Page extract START

For males, research shows it can support fertility by reducing oxidative stress that can be damaging to sperm. In men with fertility issues, the sperm are often found to have higher levels of reactive oxygen species (ROS). That leads to dysfunctional sperm as well as DNA damage to sperm and reproductive problems.
In studies, giving NAC to men with fertility problems leads to increased sperm count and motility, as well as improved abnormal sperm structure. It can also raise testosterone levels.
For female fertility, the benefits of NAC include:
- Protection of the ovarian follicles
- Increased ovulation in women with PCOS
- Improvements in successful birth outcomes in women with unexplained recurrent loss of pregnancy when combined with folic acid
- Reduced risk of preterm birth in women with bacterial vaginosis
- Supports healthy blood pressure in pregnancy
Risks, Side Effects, and Interactions
One of the great things about N-acetyl cysteine, aside from its many health benefits, is that it’s considered a safe supplement for most people. At doses of 1,200 mg twice a day or lower, it appears to be well-tolerated. At doses close to this, it’s rare to experience side effects, but if someone were to, they’re usually mild and might include flushing, stomach pain, nausea, vomiting, or diarrhea.

Page extract END
Dataset content START

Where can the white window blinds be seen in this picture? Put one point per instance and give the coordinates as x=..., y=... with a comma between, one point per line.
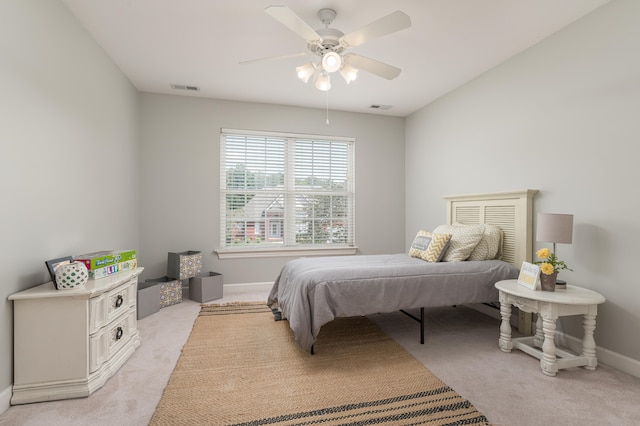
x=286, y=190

Dataset content END
Dataset content START

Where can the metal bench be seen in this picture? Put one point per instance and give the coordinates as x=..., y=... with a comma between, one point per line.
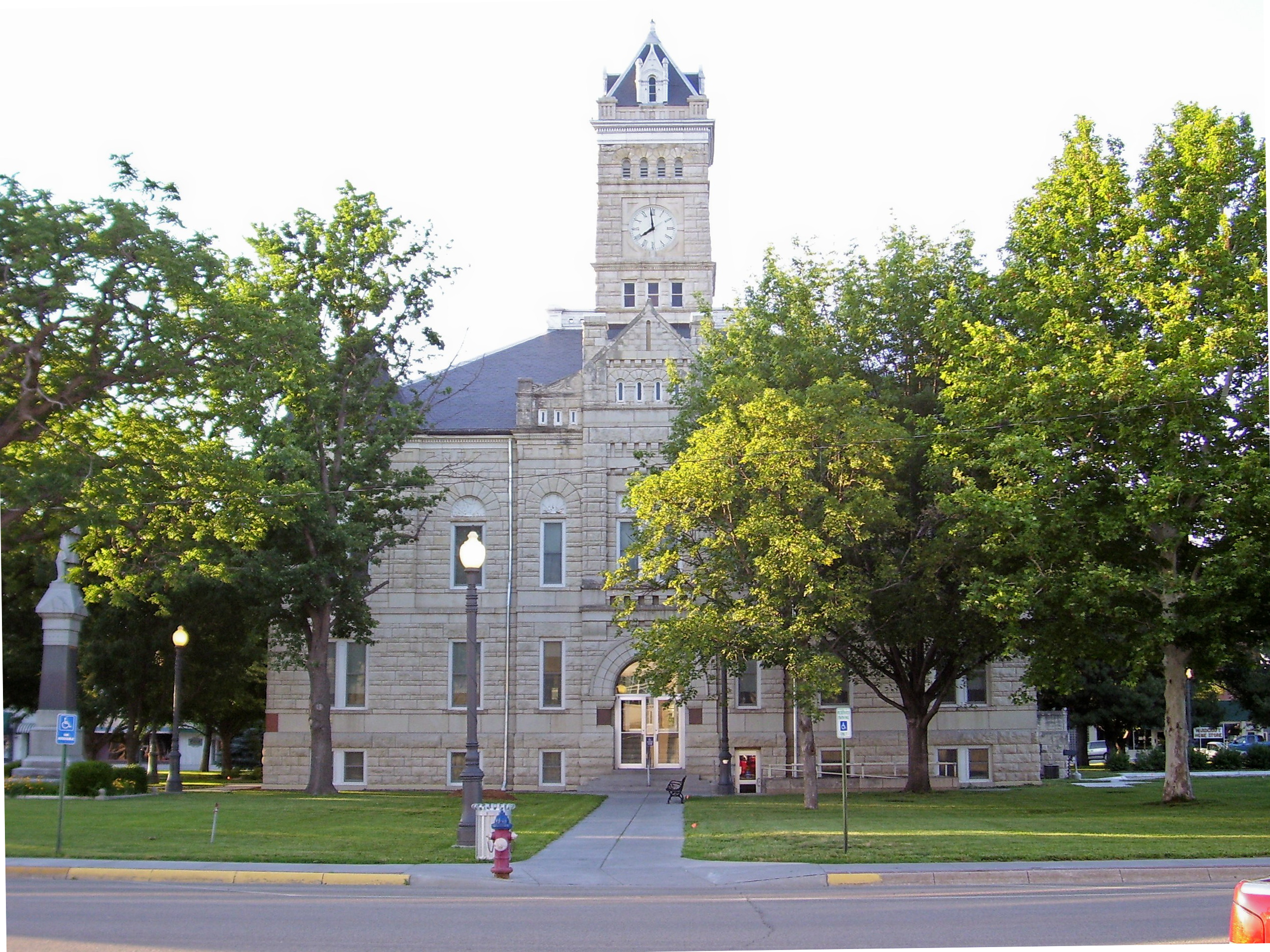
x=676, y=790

Dataset content END

#### What you need to do
A. In the N-acetyl cysteine text, translate this sentence into Spanish: "In studies, giving NAC to men with fertility problems leads to increased sperm count and motility, as well as improved abnormal sperm structure."
B. Summarize the N-acetyl cysteine text in three sentences.

#### Answers to the problems
A. En estudios, administrar NAC a hombres con problemas de fertilidad conduce a un aumento del recuento y la motilidad de los espermatozoides, así como a una mejora de la estructura anormal de los espermatozoides.

B. In men, NAC can support fertility by reducing the oxidative stress that damages sperm, and studies show it increases sperm count and motility, improves abnormal sperm structure, and can raise testosterone levels. In women, its listed benefits include protecting ovarian follicles, increasing ovulation in those with PCOS, improving birth outcomes in unexplained recurrent pregnancy loss when combined with folic acid, reducing preterm birth risk with bacterial vaginosis, and supporting healthy blood pressure in pregnancy. NAC is considered safe for most people at doses of 1,200 mg twice a day or lower, and side effects at doses close to this are rare and usually mild.